[Stored data]
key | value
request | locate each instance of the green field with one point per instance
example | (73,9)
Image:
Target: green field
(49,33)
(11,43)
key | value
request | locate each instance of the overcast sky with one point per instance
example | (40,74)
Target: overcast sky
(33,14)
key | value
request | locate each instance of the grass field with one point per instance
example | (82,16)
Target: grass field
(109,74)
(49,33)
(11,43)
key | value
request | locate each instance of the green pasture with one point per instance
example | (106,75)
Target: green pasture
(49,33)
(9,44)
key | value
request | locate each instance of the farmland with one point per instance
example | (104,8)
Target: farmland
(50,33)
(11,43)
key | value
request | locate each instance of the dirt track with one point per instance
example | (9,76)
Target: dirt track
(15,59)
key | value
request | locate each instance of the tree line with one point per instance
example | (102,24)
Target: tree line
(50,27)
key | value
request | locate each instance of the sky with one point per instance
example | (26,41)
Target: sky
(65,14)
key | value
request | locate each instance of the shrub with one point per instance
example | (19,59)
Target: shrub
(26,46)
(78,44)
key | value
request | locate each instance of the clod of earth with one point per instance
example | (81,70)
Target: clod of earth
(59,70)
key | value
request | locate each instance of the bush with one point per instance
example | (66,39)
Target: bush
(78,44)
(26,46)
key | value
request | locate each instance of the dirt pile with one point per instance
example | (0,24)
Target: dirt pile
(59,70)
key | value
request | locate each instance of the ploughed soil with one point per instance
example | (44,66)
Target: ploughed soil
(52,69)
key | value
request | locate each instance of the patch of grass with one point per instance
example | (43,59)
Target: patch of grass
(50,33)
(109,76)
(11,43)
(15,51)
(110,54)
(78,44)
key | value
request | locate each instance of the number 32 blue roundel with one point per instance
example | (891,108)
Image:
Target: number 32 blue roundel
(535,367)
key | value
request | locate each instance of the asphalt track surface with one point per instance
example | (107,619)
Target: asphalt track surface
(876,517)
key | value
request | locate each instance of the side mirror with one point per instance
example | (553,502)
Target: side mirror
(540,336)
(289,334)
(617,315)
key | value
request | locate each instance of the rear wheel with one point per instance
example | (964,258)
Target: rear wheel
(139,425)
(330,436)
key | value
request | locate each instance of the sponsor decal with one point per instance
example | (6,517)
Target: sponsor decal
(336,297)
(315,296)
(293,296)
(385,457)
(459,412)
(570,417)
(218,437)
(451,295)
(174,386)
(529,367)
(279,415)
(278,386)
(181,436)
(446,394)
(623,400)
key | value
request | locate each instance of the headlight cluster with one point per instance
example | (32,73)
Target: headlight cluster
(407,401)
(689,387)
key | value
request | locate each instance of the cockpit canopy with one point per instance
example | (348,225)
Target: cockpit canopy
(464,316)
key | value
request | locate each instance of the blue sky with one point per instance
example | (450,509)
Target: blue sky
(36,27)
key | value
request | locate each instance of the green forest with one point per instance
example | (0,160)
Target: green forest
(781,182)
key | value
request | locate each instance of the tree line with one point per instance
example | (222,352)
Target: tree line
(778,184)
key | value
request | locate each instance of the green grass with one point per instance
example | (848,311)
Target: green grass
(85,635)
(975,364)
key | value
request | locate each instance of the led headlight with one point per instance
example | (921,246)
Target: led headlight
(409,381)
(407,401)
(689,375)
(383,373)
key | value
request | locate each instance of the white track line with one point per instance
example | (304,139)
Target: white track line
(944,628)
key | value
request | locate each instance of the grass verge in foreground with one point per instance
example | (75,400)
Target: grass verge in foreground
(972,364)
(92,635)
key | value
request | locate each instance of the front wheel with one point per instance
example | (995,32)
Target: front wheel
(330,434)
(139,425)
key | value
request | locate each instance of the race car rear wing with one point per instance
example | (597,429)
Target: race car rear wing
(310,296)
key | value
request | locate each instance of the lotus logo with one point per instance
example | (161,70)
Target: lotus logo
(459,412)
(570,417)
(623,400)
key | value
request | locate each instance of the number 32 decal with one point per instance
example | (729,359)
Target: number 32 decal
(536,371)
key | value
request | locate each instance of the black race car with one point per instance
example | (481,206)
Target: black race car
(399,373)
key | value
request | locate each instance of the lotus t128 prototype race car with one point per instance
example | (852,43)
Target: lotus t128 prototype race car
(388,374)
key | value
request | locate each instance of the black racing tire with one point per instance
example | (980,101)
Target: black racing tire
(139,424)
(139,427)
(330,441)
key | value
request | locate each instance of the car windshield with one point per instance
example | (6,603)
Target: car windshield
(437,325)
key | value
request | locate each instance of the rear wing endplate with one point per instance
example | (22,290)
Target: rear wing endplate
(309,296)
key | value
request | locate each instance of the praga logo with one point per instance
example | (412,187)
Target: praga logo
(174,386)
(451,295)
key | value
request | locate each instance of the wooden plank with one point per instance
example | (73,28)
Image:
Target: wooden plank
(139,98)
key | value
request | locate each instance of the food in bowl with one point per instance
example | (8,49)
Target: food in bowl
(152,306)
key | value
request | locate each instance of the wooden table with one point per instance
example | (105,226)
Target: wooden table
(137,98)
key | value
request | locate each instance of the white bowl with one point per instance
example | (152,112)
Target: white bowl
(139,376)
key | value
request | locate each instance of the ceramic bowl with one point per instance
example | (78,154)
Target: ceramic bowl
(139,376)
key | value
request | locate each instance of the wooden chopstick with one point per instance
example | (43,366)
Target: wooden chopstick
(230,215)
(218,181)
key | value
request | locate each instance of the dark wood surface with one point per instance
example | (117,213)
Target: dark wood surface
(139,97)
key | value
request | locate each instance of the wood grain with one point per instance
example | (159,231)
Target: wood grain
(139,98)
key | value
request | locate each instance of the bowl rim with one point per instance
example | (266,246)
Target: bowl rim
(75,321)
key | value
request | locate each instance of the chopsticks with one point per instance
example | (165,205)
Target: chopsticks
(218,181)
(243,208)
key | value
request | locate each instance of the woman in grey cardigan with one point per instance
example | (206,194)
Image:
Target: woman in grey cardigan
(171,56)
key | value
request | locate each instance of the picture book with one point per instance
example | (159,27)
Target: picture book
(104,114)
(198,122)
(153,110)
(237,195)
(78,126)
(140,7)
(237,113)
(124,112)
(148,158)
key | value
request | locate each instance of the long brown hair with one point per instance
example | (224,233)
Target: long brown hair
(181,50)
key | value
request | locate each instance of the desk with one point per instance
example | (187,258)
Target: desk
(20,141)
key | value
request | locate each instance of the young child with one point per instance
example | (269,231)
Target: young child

- Problem description
Find the line with "example | (22,290)" in the entries above. Retype it and each line after it, exactly, through the line with "request | locate each instance of the wood grain", and stop there.

- Expected output
example | (22,290)
Target: rear wing endplate
(309,296)
key | value
request | locate each instance of the praga logo with one point per instance
example | (412,187)
Target: praga logo
(174,386)
(451,295)
key | value
request | locate each instance of the wooden plank with one point per instance
example | (73,28)
Image:
Target: wooden plank
(139,98)
key | value
request | locate each instance of the food in bowl with one point per instance
example | (8,49)
Target: food in bowl
(152,306)
key | value
request | locate each instance of the wooden table with one point per instance
example | (105,226)
Target: wooden table
(137,98)
key | value
request | locate each instance of the white bowl with one point per instance
example | (152,112)
Target: white bowl
(139,376)
key | value
request | locate each instance of the ceramic bowl with one point per instance
example | (78,154)
Target: ceramic bowl
(139,376)
key | value
request | locate each instance of the wooden chopstick with one point per instance
example | (43,366)
Target: wooden chopstick
(230,215)
(218,181)
key | value
request | locate each instance of the dark wood surface with one point per instance
example | (117,213)
Target: dark wood surface
(139,97)
key | value
request | locate each instance of the wood grain with one point per instance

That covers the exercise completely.